Tarefas >>
a) Segundo o texto de apoio, por que a Prefeitura teve de usar recursos próprios depois de destinar a verba da União às obras no bairro Restinga? Responda em até três frases.
b) Reescreva todas as entradas do material fornecido trocando "glass jar of honey" por "honey jar" e mantenha todo o resto inalterado.

Texto de apoio >>
+ + + + +

Uma negociação teria sido feita com a Caixa Econômica Federal (CEF) e a integralidade dos recursos da União teria sido retirada, conta o diretor. “Para não perder os valores disponíveis pelo governo federal para Porto Alegre, destinamos os recursos para outras obras, no bairro Restinga. Mas, como tiramos recursos da União, tivemos que repor, então, substituímos por recursos próprios”, fala.

Valores citados pela Prefeitura são diferentes dos apresentados no Portal da Transparência do Ministério das Cidades | Imagem: Portal Transparência/Reprodução

Por meio de nota, a Caixa Econômica Federal informa que o contrato para as obras apontadas pelo TCE-RS foi firmado em fevereiro de 2009, quando o Demhab era administrado pelo candidato a vereador Humberto Goulart (PTB). Conforme a CEF, o previsto é um financiamento por meio do Programa Pró-moradia com recursos do FGTS. E ainda, qualquer etapa que não seja a de obras de infraestrutura ainda não foi liberada pelo banco. Na nota, a Caixa não especifica o valor do convênio e se houve qualquer repasse de recursos ao município. Porém, no Portal da Transparência do Ministério das Cidades, valores distintos ao citado pelo atual diretor do Demhab (R$ 42.727.376,33) aparecem como disponíveis para as obras de reassentamento das famílias da Vila Nazaré, beneficiadas pela obra. No site também aparece uma última e pequena liberação, no valor de R$ 137,61, efetuada pelo governo federal à Prefeitura em dezembro de 2011.

Após terem sido informados sobre os dados do Portal da Transparência, a assessoria de imprensa da CEF enviou novas informações em relação ao caso e passou a admitir liberação de recursos. Em complemento à primeira nota, a Caixa informou que “o valor do financiamento dos empreendimentos Irmãos Maristas e Senhor do Bom Fim, em Porto Alegre é de R$ 33.825.130,10 e que até o momento houve o desembolso de 4.750.000,00 referente à aquisição de terrenos, não havendo nenhuma liberação de recursos referente às obras”.

Corte de árvores teria sido superfaturado

No Portal de Transparência do Ministério das Cidades, constam valores distintos dos citados pelo Demhab | Foto: Ramiro Furquim/Sul21

Também foi constatado na inspeção do Tribunal de Contas do RS, por meio de avaliação in loco e levantamento fotográfico, a utilização de insumos diferentes daqueles estabelecidos no orçamento, sem a devida compensação. “Diante dos indícios de inconformidades, é prudente que os custos sejam melhor verificados antes de novo pagamento, como forma de evitar prejuízo ao erário”, relatou  o conselheiro Pedro Henrique.

+ + + + +

Material fornecido >>
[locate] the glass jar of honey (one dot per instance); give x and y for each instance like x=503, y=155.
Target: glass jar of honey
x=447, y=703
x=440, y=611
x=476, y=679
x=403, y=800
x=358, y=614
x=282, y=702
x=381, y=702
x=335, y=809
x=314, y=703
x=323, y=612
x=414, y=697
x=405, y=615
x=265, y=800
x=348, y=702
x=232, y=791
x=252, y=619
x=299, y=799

+ + + + +

Respostas por tarefa >>
a) A Prefeitura retirou os recursos da União dessas obras e os destinou ao bairro Restinga para não perder os valores disponíveis pelo governo federal para Porto Alegre. Por ter tirado esses recursos, precisou repô-los e os substituiu por recursos próprios.

b)
[locate] the honey jar (one dot per instance); give x and y for each instance like x=503, y=155.
Target: honey jar
x=447, y=703
x=440, y=611
x=476, y=679
x=403, y=800
x=358, y=614
x=282, y=702
x=381, y=702
x=335, y=809
x=314, y=703
x=323, y=612
x=414, y=697
x=405, y=615
x=265, y=800
x=348, y=702
x=232, y=791
x=252, y=619
x=299, y=799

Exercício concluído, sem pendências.